§ INSTRUCTIONS TO FOLLOW:
Copy out every line in the rows below that contains the word "table".

§ THE RECORDS:

++++++++++++++++++++

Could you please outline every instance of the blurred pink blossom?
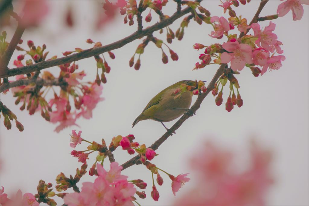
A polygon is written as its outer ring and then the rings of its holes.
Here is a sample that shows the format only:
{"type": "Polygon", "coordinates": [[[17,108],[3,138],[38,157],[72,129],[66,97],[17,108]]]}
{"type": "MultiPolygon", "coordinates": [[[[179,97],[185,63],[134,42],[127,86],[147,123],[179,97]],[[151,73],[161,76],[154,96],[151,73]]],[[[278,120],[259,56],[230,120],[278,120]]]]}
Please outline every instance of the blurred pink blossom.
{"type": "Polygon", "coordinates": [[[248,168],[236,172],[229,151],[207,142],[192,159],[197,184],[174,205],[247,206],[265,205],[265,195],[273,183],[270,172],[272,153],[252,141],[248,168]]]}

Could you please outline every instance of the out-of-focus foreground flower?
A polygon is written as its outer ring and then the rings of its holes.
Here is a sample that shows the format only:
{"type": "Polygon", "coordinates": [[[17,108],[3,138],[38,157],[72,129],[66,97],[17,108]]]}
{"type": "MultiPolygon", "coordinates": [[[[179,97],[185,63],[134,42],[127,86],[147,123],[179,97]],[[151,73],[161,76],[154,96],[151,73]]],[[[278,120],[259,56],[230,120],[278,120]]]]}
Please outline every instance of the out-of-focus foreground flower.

++++++++++++++++++++

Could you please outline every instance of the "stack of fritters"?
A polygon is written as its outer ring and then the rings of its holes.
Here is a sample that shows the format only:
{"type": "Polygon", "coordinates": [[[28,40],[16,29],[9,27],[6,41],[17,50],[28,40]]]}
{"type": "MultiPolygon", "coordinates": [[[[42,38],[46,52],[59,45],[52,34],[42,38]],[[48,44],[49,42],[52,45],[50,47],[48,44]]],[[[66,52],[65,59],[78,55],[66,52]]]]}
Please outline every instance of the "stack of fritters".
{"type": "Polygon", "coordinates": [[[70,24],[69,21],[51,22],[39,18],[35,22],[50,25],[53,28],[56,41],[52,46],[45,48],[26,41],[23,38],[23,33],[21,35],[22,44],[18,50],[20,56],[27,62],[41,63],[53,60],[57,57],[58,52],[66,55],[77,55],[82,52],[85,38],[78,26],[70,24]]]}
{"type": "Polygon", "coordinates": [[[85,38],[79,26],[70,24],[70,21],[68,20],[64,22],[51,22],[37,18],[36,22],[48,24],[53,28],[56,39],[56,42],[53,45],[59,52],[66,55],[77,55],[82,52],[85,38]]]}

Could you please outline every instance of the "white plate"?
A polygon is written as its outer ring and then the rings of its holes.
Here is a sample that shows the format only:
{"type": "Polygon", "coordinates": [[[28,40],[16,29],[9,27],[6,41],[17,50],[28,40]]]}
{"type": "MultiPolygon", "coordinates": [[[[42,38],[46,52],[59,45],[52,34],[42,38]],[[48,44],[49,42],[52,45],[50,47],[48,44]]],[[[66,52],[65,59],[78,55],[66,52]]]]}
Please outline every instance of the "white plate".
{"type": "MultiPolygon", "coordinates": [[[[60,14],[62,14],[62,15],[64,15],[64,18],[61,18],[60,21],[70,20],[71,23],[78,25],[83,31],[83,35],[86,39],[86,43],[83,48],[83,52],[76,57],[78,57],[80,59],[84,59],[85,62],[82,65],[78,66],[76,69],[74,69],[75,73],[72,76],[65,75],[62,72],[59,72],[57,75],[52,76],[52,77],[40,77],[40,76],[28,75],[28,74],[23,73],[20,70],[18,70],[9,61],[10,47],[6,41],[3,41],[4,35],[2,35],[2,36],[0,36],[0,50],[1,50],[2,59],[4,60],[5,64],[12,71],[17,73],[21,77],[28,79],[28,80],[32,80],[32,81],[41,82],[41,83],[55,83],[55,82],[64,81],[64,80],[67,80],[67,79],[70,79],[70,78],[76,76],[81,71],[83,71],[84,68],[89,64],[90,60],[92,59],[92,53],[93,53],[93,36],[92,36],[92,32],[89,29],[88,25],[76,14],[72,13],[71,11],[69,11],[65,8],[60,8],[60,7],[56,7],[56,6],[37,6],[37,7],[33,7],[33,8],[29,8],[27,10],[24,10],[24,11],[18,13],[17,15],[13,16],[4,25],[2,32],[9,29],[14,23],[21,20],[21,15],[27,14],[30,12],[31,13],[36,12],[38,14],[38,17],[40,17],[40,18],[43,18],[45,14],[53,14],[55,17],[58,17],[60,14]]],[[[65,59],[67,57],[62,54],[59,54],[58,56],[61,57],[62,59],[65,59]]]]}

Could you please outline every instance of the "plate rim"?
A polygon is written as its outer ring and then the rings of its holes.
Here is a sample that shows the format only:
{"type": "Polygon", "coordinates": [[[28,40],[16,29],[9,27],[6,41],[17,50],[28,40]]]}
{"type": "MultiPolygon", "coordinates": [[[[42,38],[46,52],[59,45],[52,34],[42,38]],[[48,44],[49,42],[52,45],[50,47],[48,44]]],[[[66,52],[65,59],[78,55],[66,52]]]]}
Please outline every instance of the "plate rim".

++++++++++++++++++++

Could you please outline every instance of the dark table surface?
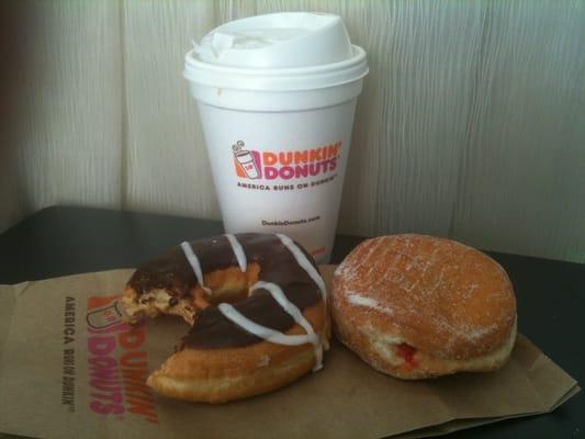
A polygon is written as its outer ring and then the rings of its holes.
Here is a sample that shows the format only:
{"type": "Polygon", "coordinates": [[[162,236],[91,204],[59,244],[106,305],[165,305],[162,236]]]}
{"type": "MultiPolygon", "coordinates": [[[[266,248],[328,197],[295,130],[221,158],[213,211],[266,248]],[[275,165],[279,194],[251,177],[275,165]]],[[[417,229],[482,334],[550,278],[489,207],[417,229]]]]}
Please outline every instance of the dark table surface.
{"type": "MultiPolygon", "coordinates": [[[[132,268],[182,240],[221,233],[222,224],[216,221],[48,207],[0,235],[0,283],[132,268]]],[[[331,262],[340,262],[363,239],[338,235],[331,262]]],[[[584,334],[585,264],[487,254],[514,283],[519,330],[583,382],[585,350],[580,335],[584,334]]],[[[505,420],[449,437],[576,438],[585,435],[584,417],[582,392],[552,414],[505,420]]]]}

++++++++++++++++++++

§ THE RESULT:
Could you please outline every instance of the dark table surface?
Please outline every instance of the dark table surface.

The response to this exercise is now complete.